» **Task requirements**
Reproduce each of the following records word for word.

» **Records contained in a dataset**

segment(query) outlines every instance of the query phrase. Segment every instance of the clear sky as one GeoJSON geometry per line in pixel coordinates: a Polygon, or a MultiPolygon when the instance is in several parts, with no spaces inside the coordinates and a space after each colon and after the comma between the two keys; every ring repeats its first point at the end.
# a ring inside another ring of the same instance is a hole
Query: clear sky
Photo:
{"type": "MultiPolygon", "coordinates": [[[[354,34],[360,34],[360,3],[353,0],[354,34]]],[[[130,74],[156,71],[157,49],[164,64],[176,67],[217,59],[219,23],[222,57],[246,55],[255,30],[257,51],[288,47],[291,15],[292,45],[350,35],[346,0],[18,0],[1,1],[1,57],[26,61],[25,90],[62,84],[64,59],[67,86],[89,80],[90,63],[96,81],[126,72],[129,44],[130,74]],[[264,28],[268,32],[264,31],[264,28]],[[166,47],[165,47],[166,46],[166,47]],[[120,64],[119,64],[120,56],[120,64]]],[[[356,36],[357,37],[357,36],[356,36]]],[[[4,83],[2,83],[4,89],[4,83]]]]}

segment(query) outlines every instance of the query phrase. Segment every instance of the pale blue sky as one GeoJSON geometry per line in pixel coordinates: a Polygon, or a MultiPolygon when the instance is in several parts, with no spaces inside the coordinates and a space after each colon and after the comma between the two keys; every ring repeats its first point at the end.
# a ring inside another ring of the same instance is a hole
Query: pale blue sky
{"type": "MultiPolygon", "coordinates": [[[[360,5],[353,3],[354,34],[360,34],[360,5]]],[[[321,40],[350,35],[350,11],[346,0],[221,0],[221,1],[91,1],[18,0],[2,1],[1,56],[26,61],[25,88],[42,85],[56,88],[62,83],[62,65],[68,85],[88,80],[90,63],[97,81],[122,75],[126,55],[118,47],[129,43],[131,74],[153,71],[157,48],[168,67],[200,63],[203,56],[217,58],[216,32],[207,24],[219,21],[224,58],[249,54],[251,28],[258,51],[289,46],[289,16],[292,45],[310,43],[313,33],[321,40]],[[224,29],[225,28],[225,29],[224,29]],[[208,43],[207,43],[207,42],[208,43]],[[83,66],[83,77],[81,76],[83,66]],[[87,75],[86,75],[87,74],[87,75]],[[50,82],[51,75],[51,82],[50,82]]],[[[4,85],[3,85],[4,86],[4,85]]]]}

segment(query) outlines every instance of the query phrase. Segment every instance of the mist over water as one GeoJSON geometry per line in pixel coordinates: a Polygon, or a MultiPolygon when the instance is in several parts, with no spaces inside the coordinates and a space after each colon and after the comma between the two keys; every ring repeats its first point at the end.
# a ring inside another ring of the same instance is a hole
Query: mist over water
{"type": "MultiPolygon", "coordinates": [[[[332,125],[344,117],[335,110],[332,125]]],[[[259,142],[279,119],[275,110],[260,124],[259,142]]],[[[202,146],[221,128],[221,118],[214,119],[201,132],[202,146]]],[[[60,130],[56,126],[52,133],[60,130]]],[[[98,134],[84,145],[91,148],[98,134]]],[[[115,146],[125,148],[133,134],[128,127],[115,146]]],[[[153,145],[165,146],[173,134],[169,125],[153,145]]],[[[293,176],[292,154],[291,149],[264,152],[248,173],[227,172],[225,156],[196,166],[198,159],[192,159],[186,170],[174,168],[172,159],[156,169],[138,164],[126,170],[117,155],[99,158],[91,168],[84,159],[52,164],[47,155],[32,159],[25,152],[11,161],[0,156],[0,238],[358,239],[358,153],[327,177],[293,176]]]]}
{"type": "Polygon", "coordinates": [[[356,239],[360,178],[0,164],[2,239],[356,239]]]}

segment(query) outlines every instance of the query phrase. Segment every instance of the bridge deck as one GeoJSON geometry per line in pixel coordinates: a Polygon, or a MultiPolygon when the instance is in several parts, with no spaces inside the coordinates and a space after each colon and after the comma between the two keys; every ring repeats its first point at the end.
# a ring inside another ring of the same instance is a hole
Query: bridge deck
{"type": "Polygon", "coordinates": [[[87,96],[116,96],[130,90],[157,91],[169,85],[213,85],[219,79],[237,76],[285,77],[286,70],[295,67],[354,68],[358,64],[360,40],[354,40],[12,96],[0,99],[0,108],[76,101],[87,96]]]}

» **Response to the exercise**
segment(query) outlines every instance of the query phrase. Segment every instance of the clear sky as one GeoJSON geometry per line in pixel coordinates: a Polygon, or a MultiPolygon when the instance is in several parts, with no spaces inside the coordinates and a space after each colon and after the comma between the two keys; every ring repeats its first point at the end.
# a ring inside another ring of the same instance is a hole
Query: clear sky
Photo:
{"type": "MultiPolygon", "coordinates": [[[[354,34],[360,34],[360,3],[353,0],[354,34]]],[[[130,74],[156,71],[157,49],[164,64],[176,67],[217,59],[219,23],[222,57],[246,55],[255,30],[257,51],[288,47],[291,15],[292,45],[350,35],[346,0],[18,0],[1,1],[1,57],[26,61],[25,90],[62,84],[64,59],[67,86],[89,80],[90,63],[96,81],[126,72],[129,44],[130,74]],[[264,28],[268,32],[264,31],[264,28]],[[166,47],[165,47],[166,46],[166,47]],[[120,64],[119,64],[120,56],[120,64]]],[[[356,36],[357,37],[357,36],[356,36]]],[[[4,83],[2,83],[4,89],[4,83]]]]}

segment(query) outlines every instance of the query phrase. Segment every instance of the pale blue sky as one GeoJSON geometry per line in pixel coordinates: a Polygon, or a MultiPolygon when the instance is in several parts, with no spaces inside the coordinates and a space after each colon and after the comma between the two keys; every ring repeats its first point at the end.
# a ring inside another ring of the same instance is a hole
Query: pale blue sky
{"type": "MultiPolygon", "coordinates": [[[[360,5],[353,3],[354,34],[360,34],[360,5]]],[[[321,40],[350,35],[350,11],[346,0],[221,0],[221,1],[91,1],[18,0],[2,1],[1,56],[26,61],[25,88],[42,85],[56,88],[62,83],[62,65],[68,85],[88,80],[90,63],[97,81],[122,75],[126,55],[118,47],[129,43],[131,74],[153,71],[157,48],[168,67],[200,63],[203,56],[217,58],[216,32],[207,24],[219,21],[224,58],[249,54],[251,28],[258,51],[289,46],[289,16],[292,45],[310,43],[313,33],[321,40]],[[224,29],[225,28],[225,29],[224,29]],[[208,43],[207,43],[207,42],[208,43]],[[83,66],[83,77],[81,76],[83,66]],[[87,75],[86,75],[87,74],[87,75]],[[50,82],[51,75],[51,82],[50,82]]],[[[4,85],[3,85],[4,86],[4,85]]]]}

segment(query) outlines every instance of the query phrase. Segment every instance of the mist over water as one GeoJSON geometry per line in pixel coordinates: a Polygon, or a MultiPolygon when the instance is in several parts, with no spaces inside the coordinates and a space after each colon and after the comma between the two keys; every ring repeats its first point at the end.
# a ring inside another ring of the same instance is a hole
Query: mist over water
{"type": "MultiPolygon", "coordinates": [[[[332,125],[344,117],[335,110],[332,125]]],[[[259,142],[279,119],[275,110],[260,124],[259,142]]],[[[202,146],[221,128],[221,118],[214,119],[201,132],[202,146]]],[[[60,130],[56,126],[52,133],[60,130]]],[[[98,134],[84,145],[91,148],[98,134]]],[[[115,146],[125,148],[133,134],[128,127],[115,146]]],[[[153,145],[165,146],[173,134],[169,125],[153,145]]],[[[293,176],[292,154],[291,149],[264,152],[248,173],[227,172],[225,156],[196,166],[198,159],[192,159],[186,170],[174,168],[172,159],[156,169],[138,164],[126,170],[117,155],[99,158],[91,168],[84,159],[52,164],[47,155],[32,159],[25,152],[11,161],[0,156],[0,238],[358,239],[358,153],[327,177],[293,176]]]]}
{"type": "Polygon", "coordinates": [[[356,239],[360,178],[0,164],[2,239],[356,239]]]}

segment(query) outlines every instance of the query phrase. Segment every instance of the bridge deck as one GeoJSON geometry per line in pixel coordinates: a Polygon, or a MultiPolygon when the instance is in several parts, with no spaces inside the coordinates and a space after each colon and after the comma between the two keys; every ring repeats its first point at the end.
# a ring inside another ring of the same instance is a hole
Query: bridge deck
{"type": "Polygon", "coordinates": [[[87,96],[116,96],[130,90],[157,91],[169,85],[213,85],[219,79],[237,76],[285,77],[286,70],[295,67],[354,68],[358,64],[360,40],[354,40],[12,96],[0,99],[0,108],[76,101],[87,96]]]}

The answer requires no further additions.